** begin Text segment **
= Use case diagram =

Graphical depiction of system interactions

A UML use case diagram for the interaction of a client (the actor) within a restaurant (the system)

A use case diagram
is a graphical depiction of a user's possible interactions with a system.
A use case diagram shows various use cases and different types of users the system has and will often be accompanied by other types of diagrams as well. The use cases are represented by either circles or ellipses. The actors are often shown as stick figures.

== Application ==
While a use case itself might drill into a lot of detail about every possibility, a use-case diagram can help provide a higher-level view of the system.
It has been said before that "Use case diagrams are the blueprints for your system".

Due to their simplistic nature, use case diagrams can be a good communication tool for stakeholders. The drawings attempt to mimic the real world and provide a view for the stakeholder to understand how the system is going to be designed. Siau and Lee conducted research to determine if there was a valid situation for use case diagrams at all or if they were unnecessary.
** end Text segment **
** begin Data to use **
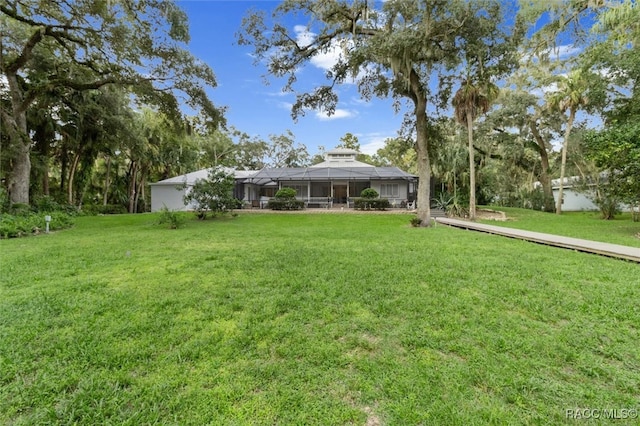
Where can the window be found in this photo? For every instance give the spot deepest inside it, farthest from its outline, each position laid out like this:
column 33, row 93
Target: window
column 301, row 190
column 389, row 190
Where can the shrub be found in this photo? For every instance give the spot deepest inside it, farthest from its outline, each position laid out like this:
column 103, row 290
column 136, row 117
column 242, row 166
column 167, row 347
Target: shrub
column 172, row 218
column 371, row 203
column 285, row 200
column 286, row 194
column 369, row 193
column 285, row 204
column 213, row 195
column 104, row 209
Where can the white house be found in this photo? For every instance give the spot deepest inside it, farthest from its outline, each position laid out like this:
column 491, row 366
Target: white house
column 333, row 182
column 575, row 198
column 170, row 192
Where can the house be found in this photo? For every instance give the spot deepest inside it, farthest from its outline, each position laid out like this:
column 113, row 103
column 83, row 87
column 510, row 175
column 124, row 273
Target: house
column 575, row 197
column 334, row 182
column 170, row 192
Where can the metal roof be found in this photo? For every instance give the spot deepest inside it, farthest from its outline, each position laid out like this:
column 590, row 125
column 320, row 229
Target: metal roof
column 190, row 178
column 329, row 173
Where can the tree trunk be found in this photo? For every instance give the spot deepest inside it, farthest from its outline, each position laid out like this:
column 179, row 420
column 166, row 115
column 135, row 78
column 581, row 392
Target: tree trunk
column 45, row 178
column 472, row 168
column 105, row 196
column 72, row 174
column 424, row 166
column 545, row 180
column 16, row 126
column 563, row 163
column 133, row 176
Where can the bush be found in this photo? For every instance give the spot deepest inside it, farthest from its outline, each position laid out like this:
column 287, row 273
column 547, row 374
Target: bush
column 13, row 226
column 213, row 195
column 369, row 193
column 285, row 200
column 104, row 209
column 285, row 204
column 286, row 194
column 170, row 217
column 371, row 203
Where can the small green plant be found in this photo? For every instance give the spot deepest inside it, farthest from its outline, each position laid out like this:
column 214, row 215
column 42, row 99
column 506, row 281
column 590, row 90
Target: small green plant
column 285, row 199
column 29, row 223
column 371, row 203
column 212, row 195
column 171, row 218
column 442, row 201
column 369, row 193
column 286, row 194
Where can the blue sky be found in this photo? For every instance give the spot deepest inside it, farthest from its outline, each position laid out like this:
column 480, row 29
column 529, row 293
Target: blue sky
column 262, row 110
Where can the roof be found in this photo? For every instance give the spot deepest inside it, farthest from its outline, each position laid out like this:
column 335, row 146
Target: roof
column 366, row 172
column 191, row 178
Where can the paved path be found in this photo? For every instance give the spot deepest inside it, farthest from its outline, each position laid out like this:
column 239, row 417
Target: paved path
column 605, row 249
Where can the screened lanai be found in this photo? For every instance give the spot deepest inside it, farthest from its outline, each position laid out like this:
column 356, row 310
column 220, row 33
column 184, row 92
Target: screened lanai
column 326, row 186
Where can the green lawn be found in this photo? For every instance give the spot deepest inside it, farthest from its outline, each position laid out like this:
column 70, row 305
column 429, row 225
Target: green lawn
column 310, row 319
column 587, row 225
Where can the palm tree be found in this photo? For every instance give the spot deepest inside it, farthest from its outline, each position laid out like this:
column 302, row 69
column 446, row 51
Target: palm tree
column 569, row 97
column 469, row 102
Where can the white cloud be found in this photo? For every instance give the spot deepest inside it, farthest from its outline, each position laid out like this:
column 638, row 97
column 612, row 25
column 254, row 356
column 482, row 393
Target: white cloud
column 565, row 51
column 337, row 114
column 373, row 142
column 327, row 59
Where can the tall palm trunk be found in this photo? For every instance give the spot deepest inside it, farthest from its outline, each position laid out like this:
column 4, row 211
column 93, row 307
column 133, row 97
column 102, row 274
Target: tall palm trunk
column 545, row 179
column 105, row 196
column 472, row 168
column 563, row 164
column 424, row 166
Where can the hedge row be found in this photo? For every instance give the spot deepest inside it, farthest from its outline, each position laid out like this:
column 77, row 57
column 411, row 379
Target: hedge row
column 285, row 204
column 371, row 204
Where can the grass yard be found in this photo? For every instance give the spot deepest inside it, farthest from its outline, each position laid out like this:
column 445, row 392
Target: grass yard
column 588, row 225
column 327, row 319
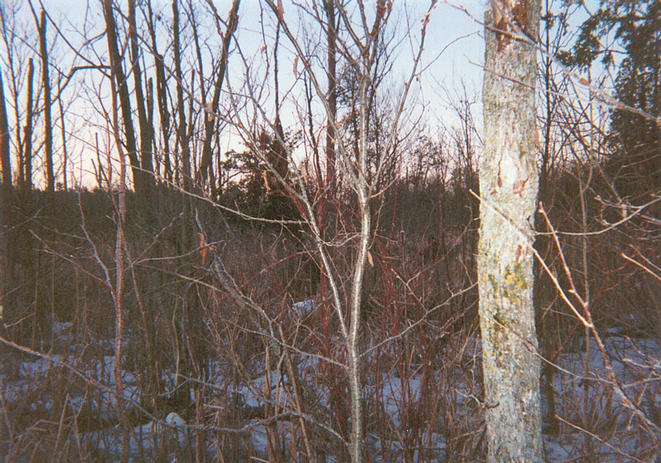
** end Data to use **
Work instructions:
- 1) Write out the use case diagram text in full, word for word.
- 2) In the records, rewrite the lines from the one holding "Where can the small" through the one holding "column 442, row 201", inclusive, replacing "small green plant" with "low green plant" and changing nothing else. Give only those lines.
The use case diagram text and the records have no connection to each other.

Responses:
- 1)
= Use case diagram =

Graphical depiction of system interactions

A UML use case diagram for the interaction of a client (the actor) within a restaurant (the system)

A use case diagram
is a graphical depiction of a user's possible interactions with a system.
A use case diagram shows various use cases and different types of users the system has and will often be accompanied by other types of diagrams as well. The use cases are represented by either circles or ellipses. The actors are often shown as stick figures.

== Application ==
While a use case itself might drill into a lot of detail about every possibility, a use-case diagram can help provide a higher-level view of the system.
It has been said before that "Use case diagrams are the blueprints for your system".

Due to their simplistic nature, use case diagrams can be a good communication tool for stakeholders. The drawings attempt to mimic the real world and provide a view for the stakeholder to understand how the system is going to be designed. Siau and Lee conducted research to determine if there was a valid situation for use case diagrams at all or if they were unnecessary.

- 2)
Where can the low green plant be found in this photo? For every instance give the spot deepest inside it, farthest from its outline, each position laid out like this:
column 214, row 215
column 42, row 99
column 506, row 281
column 590, row 90
Target: low green plant
column 285, row 199
column 29, row 223
column 371, row 203
column 212, row 195
column 171, row 218
column 442, row 201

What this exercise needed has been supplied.